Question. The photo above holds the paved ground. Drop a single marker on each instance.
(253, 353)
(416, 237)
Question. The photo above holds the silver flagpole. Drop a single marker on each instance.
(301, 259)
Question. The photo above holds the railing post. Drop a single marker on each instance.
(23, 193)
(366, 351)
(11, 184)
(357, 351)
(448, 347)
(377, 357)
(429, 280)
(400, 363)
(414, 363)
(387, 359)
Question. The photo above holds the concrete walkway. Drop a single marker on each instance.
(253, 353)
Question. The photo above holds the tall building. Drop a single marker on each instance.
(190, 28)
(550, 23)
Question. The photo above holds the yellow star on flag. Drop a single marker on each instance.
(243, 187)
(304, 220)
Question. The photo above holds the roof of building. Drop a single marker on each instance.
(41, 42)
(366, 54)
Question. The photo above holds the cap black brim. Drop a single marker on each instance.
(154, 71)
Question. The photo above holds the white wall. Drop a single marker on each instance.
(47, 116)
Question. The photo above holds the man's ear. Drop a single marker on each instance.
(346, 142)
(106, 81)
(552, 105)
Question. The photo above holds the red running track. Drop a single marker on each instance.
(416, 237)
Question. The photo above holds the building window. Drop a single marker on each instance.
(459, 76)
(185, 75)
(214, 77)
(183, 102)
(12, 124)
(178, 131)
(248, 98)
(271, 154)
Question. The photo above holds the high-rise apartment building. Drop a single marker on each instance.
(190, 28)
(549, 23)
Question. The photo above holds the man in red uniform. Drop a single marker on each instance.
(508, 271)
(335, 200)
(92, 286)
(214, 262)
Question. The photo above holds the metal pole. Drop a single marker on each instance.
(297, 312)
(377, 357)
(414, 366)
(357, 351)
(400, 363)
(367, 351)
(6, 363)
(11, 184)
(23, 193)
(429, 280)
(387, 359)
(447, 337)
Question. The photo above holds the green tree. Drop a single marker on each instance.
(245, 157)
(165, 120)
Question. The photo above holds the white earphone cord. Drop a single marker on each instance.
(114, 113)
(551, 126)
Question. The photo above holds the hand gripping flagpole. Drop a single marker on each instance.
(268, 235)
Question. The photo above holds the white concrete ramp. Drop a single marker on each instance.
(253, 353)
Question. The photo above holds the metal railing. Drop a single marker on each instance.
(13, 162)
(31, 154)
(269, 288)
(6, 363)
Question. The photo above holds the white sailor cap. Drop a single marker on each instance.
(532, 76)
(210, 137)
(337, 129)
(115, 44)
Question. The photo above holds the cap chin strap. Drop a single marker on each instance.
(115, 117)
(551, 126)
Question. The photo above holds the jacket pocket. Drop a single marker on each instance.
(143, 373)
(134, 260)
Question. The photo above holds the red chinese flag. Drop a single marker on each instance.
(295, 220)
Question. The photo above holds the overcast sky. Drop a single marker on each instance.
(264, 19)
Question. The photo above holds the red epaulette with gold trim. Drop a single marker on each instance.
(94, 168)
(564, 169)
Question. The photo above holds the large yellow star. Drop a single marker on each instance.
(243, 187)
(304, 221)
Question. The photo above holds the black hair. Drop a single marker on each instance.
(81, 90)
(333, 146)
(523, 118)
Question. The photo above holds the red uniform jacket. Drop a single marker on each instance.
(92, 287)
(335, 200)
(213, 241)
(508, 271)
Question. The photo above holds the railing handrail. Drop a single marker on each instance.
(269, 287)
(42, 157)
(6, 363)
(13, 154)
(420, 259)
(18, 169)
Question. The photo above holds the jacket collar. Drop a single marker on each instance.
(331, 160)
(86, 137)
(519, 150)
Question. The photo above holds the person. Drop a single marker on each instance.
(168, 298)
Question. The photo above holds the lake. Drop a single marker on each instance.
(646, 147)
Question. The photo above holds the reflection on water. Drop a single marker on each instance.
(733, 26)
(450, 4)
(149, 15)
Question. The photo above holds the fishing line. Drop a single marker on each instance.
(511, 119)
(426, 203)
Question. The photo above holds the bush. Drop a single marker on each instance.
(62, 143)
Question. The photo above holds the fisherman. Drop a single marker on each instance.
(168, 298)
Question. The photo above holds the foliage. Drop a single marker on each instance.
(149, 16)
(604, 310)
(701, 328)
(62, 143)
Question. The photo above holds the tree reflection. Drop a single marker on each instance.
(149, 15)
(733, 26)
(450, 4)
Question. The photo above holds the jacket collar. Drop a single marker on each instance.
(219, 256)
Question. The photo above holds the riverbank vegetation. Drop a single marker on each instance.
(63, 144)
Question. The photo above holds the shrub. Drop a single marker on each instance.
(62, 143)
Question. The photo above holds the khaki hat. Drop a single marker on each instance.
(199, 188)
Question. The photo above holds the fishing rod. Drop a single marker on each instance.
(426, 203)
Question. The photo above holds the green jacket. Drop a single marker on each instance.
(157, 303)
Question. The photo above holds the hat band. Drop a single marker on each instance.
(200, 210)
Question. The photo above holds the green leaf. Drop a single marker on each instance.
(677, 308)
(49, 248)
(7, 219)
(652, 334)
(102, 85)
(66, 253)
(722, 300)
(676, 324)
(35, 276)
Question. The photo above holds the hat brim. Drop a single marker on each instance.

════════

Take the records above and return them exactly as written.

▶ _Exercise output_:
Question. The photo above holds the paved ground. Drop a single marker on each instance.
(253, 353)
(416, 237)
Question. The photo above holds the silver flagpole. Drop a single marker on each instance.
(301, 259)
Question. The photo above holds the railing post. Drop a single marker on each instance.
(23, 193)
(366, 351)
(11, 184)
(357, 351)
(448, 347)
(377, 357)
(429, 280)
(400, 363)
(414, 363)
(387, 359)
Question. The photo above holds the concrete walkway. Drop a single marker on each instance.
(253, 353)
Question. The photo above holds the tall building. Drop a single marker on each instance.
(190, 28)
(550, 23)
Question. The photo above holds the yellow star on flag. Drop a single marker on each instance.
(243, 187)
(304, 220)
Question. The photo above holds the roof of building. Drop a single marker on each instance.
(41, 42)
(366, 54)
Question. The photo above holds the cap black brim. Drop a single marker on each instance.
(154, 71)
Question. The photo above holds the white wall. Drop a single marker on each instance.
(47, 116)
Question. The photo above holds the man's ear. Drop a single marker on each instance.
(346, 142)
(106, 81)
(552, 105)
Question. The photo above holds the red running track. Drop a single marker on each instance.
(416, 237)
Question. The photo above holds the building window. Drop a single marker on each instance.
(459, 76)
(185, 75)
(214, 77)
(183, 102)
(12, 124)
(178, 131)
(248, 98)
(271, 154)
Question. The photo above holds the high-rise apartment building. Drop a single marker on each instance.
(190, 28)
(549, 23)
Question. The photo above holds the man in red uniform. Drop a single marker on each instance.
(508, 271)
(335, 200)
(92, 286)
(214, 262)
Question. The photo above holds the metal pole. Drop a single marker on each instance.
(297, 312)
(377, 357)
(414, 366)
(357, 351)
(400, 363)
(367, 351)
(6, 363)
(11, 184)
(23, 193)
(429, 280)
(387, 359)
(447, 337)
Question. The photo above holds the green tree. Drop a single marker on each instance.
(245, 157)
(165, 120)
Question. The photo above holds the white earphone cord. Drop a single marker on each instance.
(114, 113)
(551, 126)
Question. The photo above holds the hand gripping flagpole. Drop a single marker on each instance.
(268, 235)
Question. The photo above holds the white concrete ramp. Drop a single marker on each instance.
(253, 353)
Question. The photo above holds the metal railing. Drop a single marker on each instance.
(13, 162)
(31, 154)
(269, 288)
(6, 363)
Question. The photo above holds the white sailor cap. Drop a single marker on each instance.
(532, 76)
(210, 137)
(337, 129)
(115, 44)
Question. The photo above holds the cap chin strap. Drop a single marker on each instance.
(115, 117)
(551, 126)
Question. The photo above holds the jacket pocket. Drop a single marker on each instance.
(143, 373)
(134, 260)
Question. The photo above holds the red chinese flag. Drop a single marker on each instance.
(295, 220)
Question. The photo above holds the overcast sky. Drop a single marker on each instance.
(264, 19)
Question. The photo above holds the red epaulette with gold trim. Drop a single marker on each instance.
(94, 168)
(564, 169)
Question. The photo above holds the large yellow star. Drop a single marker on each instance.
(243, 187)
(304, 221)
Question. The photo above holds the black hair. Drop a single marker on each instance.
(81, 90)
(333, 146)
(523, 118)
Question. The photo above holds the red uniform jacket. Drop a single marker on each instance.
(92, 287)
(335, 200)
(213, 241)
(508, 271)
Question. The photo above holds the railing handrail. Drop a single marker on each instance.
(269, 287)
(42, 157)
(6, 363)
(13, 154)
(420, 259)
(18, 169)
Question. The photo above holds the jacket collar. Drop a single marker on each instance.
(331, 160)
(86, 137)
(519, 150)
Question. The photo above holds the person. Drop a single marker on each instance.
(168, 298)
Question. The photo above holds the lake. Drop a single marker on each instance.
(646, 147)
Question. The photo above holds the reflection on water. Drop a single marker on each instance.
(733, 26)
(450, 4)
(149, 15)
Question. The photo above holds the fishing line. Drop a single marker on each instance.
(511, 119)
(426, 203)
Question. The photo above holds the bush. Drop a single marker on each instance.
(62, 143)
Question. The photo above holds the fisherman. Drop a single marker on each instance.
(168, 298)
Question. The photo above holds the foliage. Drop a single marker on each instance.
(149, 16)
(604, 310)
(701, 328)
(62, 143)
Question. The photo above holds the tree reflection. Drop a single marker on each instance.
(149, 15)
(733, 26)
(450, 4)
Question. The photo above holds the jacket collar. Drop a single marker on each instance.
(219, 256)
Question. The photo above holds the riverbank vegetation. Drop a single marker on each instance.
(63, 144)
Question. The photo above holds the shrub. Drop a single marker on each instance.
(62, 143)
Question. The photo above holds the khaki hat. Drop a single marker on each instance.
(199, 188)
Question. The photo above holds the fishing rod. Drop a single marker on each instance.
(426, 203)
Question. The photo above holds the green jacket. Drop a single marker on each instance.
(157, 303)
Question. The photo above holds the hat band. Drop a single marker on each instance.
(200, 210)
Question. The photo above holds the green leaf. Drop a single marker on each instance.
(677, 308)
(49, 248)
(7, 219)
(652, 334)
(102, 85)
(66, 253)
(722, 300)
(676, 324)
(35, 276)
Question. The photo above holds the hat brim. Drop a single marker on each instance.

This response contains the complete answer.